— Direction 1 —
Which lines in the entries below contain the word "hillside"? Copy each of them out.

— Reading text —

- - - - -

# Enamel Dutch Oven



## JMJones (Apr 14, 2013)

My wife just picked up an enameled Dutch Oven. Anyone have any recipes tips, ect?


----------



## WildBoar (Apr 14, 2013)

We use ours a lot for braises, spaghetti sauce, soups, etc. Give osso buco a try (and make an even better and less expensive version by substituting lamb shanks for veal shanks). it's a great vessel for carmelizing onions for onion soups.

As far as tips go, you generally only need to keep the heat on the low side. Since cast iron tends to heat slowly, people tend to crank up the heat and wind up burning things once the cast iron catches up. Had a relative wreck a Le Creuset a few years back when the beans weren't heating quickly enough so she cranked it up


----------



## Zwiefel (Apr 14, 2013)

don't put it in the dishwasher, it dulls the gloss on the enamel...won't hurt it, just won't be as pretty. 

I love using mine for rice casserole-type dishes, stews, chili, and deep frying.


----------



## boomchakabowwow (Apr 14, 2013)

an enamel cast iron dutch oven's strength is not found on a range top (unless it is your deepfryer) ..it really shines in the oven!!

i do all the searing on the cooktop, and brown everything. then i get it all simmering and will put the big pot in a 300-325 degree oven to finish all the cooking. heat coming at your food from all sides will prevent burn spots on the bottom. i gave away all my slow cookers when i started cooking this way. stews, bucco's, beans..everything goes into the oven. no stirring, no fussing..done. there is no better kitchen excitement than when you crack open a slow cooked meal in your dutch oven. the slow bubbling, the house full of good smells, the darkened food splatter on the lid..yum.


----------



## Lucretia (Apr 14, 2013)

Just remember that cast iron is brittle. It will shatter like glass if it hits a terrrazzo floor. :sad0:


----------



## mr drinky (Apr 15, 2013)

I have a le creuset and really like it, but I like it even better now that I have have started using my copper heat diffuser with it. I'd also recommend getting a heat-proof replacement knob for the cover if it isn't already oven-ready.

- - - - -

— Exercise data —
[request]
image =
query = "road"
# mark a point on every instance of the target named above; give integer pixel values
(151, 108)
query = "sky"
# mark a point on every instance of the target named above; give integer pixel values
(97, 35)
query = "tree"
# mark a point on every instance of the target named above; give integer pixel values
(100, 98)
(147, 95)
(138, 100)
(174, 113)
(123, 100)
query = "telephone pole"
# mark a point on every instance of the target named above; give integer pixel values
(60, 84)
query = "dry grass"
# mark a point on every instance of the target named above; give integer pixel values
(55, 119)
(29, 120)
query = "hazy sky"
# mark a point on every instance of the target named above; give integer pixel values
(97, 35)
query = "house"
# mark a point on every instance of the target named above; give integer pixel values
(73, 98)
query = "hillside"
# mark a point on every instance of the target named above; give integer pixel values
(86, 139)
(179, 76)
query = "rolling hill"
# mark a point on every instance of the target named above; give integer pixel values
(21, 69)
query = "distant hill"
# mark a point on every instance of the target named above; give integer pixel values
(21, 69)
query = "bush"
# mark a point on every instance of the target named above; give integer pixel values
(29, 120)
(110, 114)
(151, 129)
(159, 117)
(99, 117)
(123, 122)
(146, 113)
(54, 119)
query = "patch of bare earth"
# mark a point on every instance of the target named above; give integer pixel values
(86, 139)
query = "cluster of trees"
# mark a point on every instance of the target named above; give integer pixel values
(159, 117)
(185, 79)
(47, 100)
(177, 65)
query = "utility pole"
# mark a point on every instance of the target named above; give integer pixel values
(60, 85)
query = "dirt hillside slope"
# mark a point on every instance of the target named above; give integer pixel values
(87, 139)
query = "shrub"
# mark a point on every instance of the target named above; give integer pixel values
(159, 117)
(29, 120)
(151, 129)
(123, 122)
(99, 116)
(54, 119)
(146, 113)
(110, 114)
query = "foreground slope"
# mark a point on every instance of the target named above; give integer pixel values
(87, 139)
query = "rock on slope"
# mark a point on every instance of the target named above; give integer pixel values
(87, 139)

- - - - -

— Direction 2 —
Can you carry the Dutch oven forum thread above forward from its last post?

— Expected output 1 —
query = "hillside"
query = "dirt hillside slope"

— Expected output 2 —
k.


----------



## boomchakabowwow (Apr 15, 2013)

the regular black knob is heat proof.

the stainless one is more heat proof. i switched because i took mine to 500 deg when i was using it to make bread.

500 would wipe out the black knob. braising, no problems.


----------



## Customfan (Apr 15, 2013)

Yes... I switched mine too so it could withstand higher temperatures...

I believe one of their new lines has a higher clearance SS knob from the factory... :happymug:


----------



## Zwiefel (Apr 15, 2013)

boomchakabowwow said:


> the regular black knob is heat proof.
> 
> the stainless one is more heat proof. i switched because i took mine to 500 deg when i was using it to make bread.
> 
> 500 would wipe out the black knob. braising, no problems.



Right, I think it's rated 425/450F.

Stainless looks nicer too.


----------



## wenus2 (Apr 15, 2013)

Jim,

I strongly suggest this book: http://www.amazon.com/dp/0393052303/?tag=skimlinks_replacement-20

It gives a lot of good info on the science behind braising, dos and donts, general recipe composition, and several very good/great recipes.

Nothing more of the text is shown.